> _ASSIGNMENT_
Every line of the data should be written out exactly, with the pictures left out.

....................

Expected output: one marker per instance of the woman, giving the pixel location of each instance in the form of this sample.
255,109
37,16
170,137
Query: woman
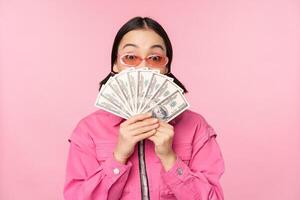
183,158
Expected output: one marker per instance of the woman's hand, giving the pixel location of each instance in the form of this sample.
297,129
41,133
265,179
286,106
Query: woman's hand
163,139
132,131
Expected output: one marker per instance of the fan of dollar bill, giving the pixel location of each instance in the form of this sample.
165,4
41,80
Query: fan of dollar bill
137,91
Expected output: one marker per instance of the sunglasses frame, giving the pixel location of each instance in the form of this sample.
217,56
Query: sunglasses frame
120,56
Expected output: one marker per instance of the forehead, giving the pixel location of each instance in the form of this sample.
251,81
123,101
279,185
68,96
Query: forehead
142,38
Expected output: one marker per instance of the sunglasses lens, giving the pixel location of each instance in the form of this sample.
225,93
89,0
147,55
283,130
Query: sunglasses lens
131,60
157,60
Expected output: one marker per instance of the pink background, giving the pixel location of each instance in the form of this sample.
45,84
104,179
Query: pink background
239,60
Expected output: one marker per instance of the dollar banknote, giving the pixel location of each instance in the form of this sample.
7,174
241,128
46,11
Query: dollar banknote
136,91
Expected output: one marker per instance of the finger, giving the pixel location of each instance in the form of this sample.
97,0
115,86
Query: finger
165,124
144,129
136,118
163,129
146,122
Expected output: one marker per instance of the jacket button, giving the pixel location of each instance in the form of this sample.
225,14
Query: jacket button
116,171
179,171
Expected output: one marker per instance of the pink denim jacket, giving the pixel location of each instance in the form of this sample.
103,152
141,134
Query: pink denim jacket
92,173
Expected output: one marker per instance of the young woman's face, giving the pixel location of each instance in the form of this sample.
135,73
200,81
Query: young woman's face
142,43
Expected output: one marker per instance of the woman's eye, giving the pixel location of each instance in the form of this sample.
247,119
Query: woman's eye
155,58
130,57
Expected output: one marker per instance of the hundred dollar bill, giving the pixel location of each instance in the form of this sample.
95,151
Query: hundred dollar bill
161,93
123,83
112,82
106,95
132,80
170,107
105,104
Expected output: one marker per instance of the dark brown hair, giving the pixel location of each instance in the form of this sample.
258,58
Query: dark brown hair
142,23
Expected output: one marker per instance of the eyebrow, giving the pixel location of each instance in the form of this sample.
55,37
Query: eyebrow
152,47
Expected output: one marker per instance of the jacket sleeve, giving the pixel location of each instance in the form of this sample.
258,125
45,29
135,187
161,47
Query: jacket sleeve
199,180
86,178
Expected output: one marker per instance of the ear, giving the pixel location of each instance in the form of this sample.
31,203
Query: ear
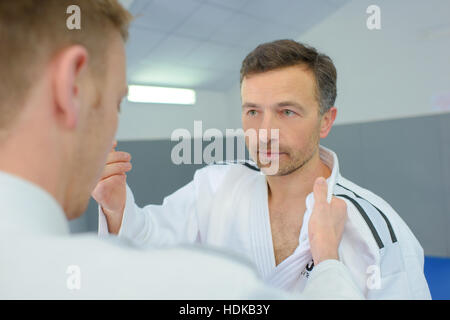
327,122
67,73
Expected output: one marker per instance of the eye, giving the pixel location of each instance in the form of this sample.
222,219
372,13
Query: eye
288,112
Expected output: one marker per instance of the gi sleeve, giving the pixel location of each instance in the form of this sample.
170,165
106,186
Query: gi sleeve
331,280
173,222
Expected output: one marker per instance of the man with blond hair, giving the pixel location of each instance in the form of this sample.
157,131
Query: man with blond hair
58,118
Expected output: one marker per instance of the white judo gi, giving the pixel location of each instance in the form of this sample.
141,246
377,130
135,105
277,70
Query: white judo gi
226,206
39,259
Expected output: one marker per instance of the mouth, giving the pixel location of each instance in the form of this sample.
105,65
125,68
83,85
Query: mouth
270,154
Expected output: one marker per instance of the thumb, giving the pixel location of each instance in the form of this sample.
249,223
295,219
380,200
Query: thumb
320,190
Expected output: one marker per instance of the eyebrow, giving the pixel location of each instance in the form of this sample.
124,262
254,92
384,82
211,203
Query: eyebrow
249,105
292,104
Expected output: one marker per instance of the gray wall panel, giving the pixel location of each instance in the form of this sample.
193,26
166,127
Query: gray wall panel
346,141
445,143
402,164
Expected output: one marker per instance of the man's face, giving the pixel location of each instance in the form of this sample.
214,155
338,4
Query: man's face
97,128
282,99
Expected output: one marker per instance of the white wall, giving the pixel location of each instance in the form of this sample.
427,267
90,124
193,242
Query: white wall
390,73
157,121
394,72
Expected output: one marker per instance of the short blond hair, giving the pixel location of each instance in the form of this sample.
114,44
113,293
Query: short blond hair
33,31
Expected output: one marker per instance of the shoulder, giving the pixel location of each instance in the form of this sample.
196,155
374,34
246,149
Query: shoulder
376,218
213,175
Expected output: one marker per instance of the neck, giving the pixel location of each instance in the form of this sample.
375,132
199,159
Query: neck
298,184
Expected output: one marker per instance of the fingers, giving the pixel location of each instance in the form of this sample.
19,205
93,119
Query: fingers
320,190
116,168
118,156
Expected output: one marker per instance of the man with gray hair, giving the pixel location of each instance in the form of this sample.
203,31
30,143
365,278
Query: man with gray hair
59,114
288,89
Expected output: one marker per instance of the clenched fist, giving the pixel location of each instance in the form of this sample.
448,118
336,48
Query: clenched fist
110,192
326,224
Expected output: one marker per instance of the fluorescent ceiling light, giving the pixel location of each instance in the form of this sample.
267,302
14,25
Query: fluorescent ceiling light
150,94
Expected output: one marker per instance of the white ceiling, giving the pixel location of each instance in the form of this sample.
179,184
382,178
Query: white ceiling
201,43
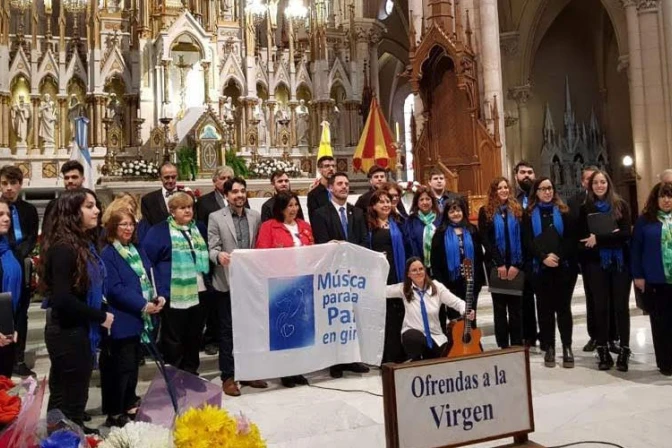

....................

> _TASK RESPONSE_
Expected output: one marker per instance of the woman, giving the pixel location of each instance in the form of this sample.
255,109
37,16
170,137
Query: woman
183,158
Expected output: one marker per instance of the woman's hand, giving the pixel location of each instance in the form of this sample.
297,129
41,133
265,179
286,106
Query: woman's hand
163,139
132,131
Expected output: one marker per instance of the fan of dollar bill, giving the pixel location of each instance in the form of this sample.
165,4
41,80
Query: fan of dollar bill
137,91
Expected output: one marker per instance of the sunglasses frame, giving the pixel location of each instance in the form of this sample.
217,56
Query: sunglasses frame
120,56
Expected output: one marker per instance of the forehead, giving the pixel location of each instance in the form of this sample.
251,81
123,101
279,185
68,96
Query: forehead
142,38
Expected output: one marker per instance of the sunglasses lens, giving the pixel location of each instance in the form of this sample.
225,93
89,0
147,55
283,130
Query: sunglasses lens
131,60
157,60
Expected output: one marker per instance of the pink background, giving the pixel location of each instance in the form of this sample.
45,84
104,179
Query: pink background
239,60
Expected output: one marker per instance of the dollar banknote, giving the pixel location of each instance in the form of this sample.
7,174
241,128
46,11
Query: dollar banknote
136,91
Expected output: one marker per instance of the finger, giving the pixel location of each instance in the form of this sample.
97,0
115,86
Query: finger
165,124
144,129
136,118
163,129
146,122
Expected output: one marker per instance of the jacket button, giving the pixel location of each instance in the form of this sample.
225,14
Query: jacket button
116,171
179,171
Expected output: one marker per instance of the pink denim jacket, giving the pixel location of each instance in the form of this sample.
103,152
141,134
Query: pink denim jacket
92,173
Expected output: one marker per instance of the young woman's face, giving the pixel location of each instance in the form of this sample.
135,73
200,81
Query: young woman's face
142,43
Expected output: one marker per instance of the woman's eye, giving the pixel location of each instance in the form of this sample.
247,119
Query: woman's eye
155,58
130,57
Expected output: one marker per instance of the hundred dollar bill, giving the pixel location of each instance in the form of this sample.
95,151
Query: hundred dollar bill
161,93
123,83
112,82
106,95
132,80
170,107
105,104
Expected output: one marker per instance of the dark brown hair, giving the pixel location of each instance in the form of this sample.
258,58
Query: dark brown hair
142,23
Expected output: one marker per instance of the eyebrow, giving the pixel location of each instance in the form of this sample.
55,37
Query: eyebrow
152,47
Expected output: one marker per instance of the jacket sleeve, giving the pixel location of each instance in the form of this sample.
258,125
45,29
135,187
161,47
Query: jacket sleeve
199,180
86,178
Expected output: one marker per instance of the ear, giving the pixel location of each instance in the form of this sample.
31,203
Query: ear
327,122
67,73
Expected output: one marker per instance of the eye, giving the pixel location of each instance in the form of this sample.
222,219
372,13
Query: eye
288,112
Expected output: one marker per instance of the gi sleeve, giving the pixel location of each instance in the form of this sample.
170,165
106,186
Query: gi sleeve
331,280
173,222
Expected output: one marker per instance of the man with blond hair, giving the pixel location of each instance in the form of this sample.
157,131
Query: man with blond hair
58,118
Expected output: one marker per instance of the white judo gi, giving the pixel location of each instance in the form of this sample.
141,246
377,130
135,105
277,70
Query: white judo gi
226,206
39,259
Expected output: one marker per instance of the mouth, giving the pixel location of each instance in the form of this sample.
105,65
125,68
83,85
Query: mouth
270,154
Expected output: one marker per instance of the thumb, giving the pixel location of each instance in the form of this sample.
249,223
295,219
380,200
Query: thumb
320,190
Expected output: one marker per instance of the eyebrow, giving the pixel location of each instance in the form of this sample.
124,262
254,92
384,82
211,203
Query: eyebrow
249,105
292,104
Expected output: one marker per instance of the gray wall panel, giving the pixel location of each instance in the form of this sample.
193,26
166,127
Query: gray wall panel
346,141
445,143
402,164
Expected output: one marker per instance of the man's face, giving the pixel location of each instance in the form of this sample.
214,155
338,4
Query: man's face
97,128
282,99
Expected output: one marker per instance of the white wall, giving the pixel location of each instance in the form of this sample.
427,267
90,124
193,242
Query: white wall
390,73
157,121
394,72
Expected output: one marker per instance of the short blond hair, giving the pixel location of each instance in the form of this sample.
114,44
113,293
Query: short blond hair
33,31
Expected output: one marker per instance of the shoulder, giving the pixel location of each instance in the form of this sample.
196,155
374,34
246,149
Query: shoulder
376,218
213,175
Expected output: one marker per instance of the neck, giving the pixel location of each instance in the form of this sample.
375,132
199,159
Query: neck
298,184
Expected output: one marker per instance of the fingers, giving the pixel location of each instance in the form of this sample.
19,205
93,119
Query: fingers
320,190
116,168
118,156
Expected output: one marker per instance of the man with gray hair, giving the pixel location of each instance in the form of this sample.
203,31
30,143
365,278
Query: man with gray hair
59,114
288,89
Expected output: one marker per instance of the clenched fist, giving the pixel location of each instance in the form of this sample.
448,118
336,48
Query: clenched fist
110,192
326,224
Expected output: one marker per instance of the fluorescent ceiling light, giving the pixel location of each instance in the form of this sample.
267,302
14,25
Query: fluorescent ceiling light
150,94
Expected output: one marker per instance of the white ceiling, giving the pixel location of each instance in the form of this sample.
179,184
382,178
Query: white ceiling
201,43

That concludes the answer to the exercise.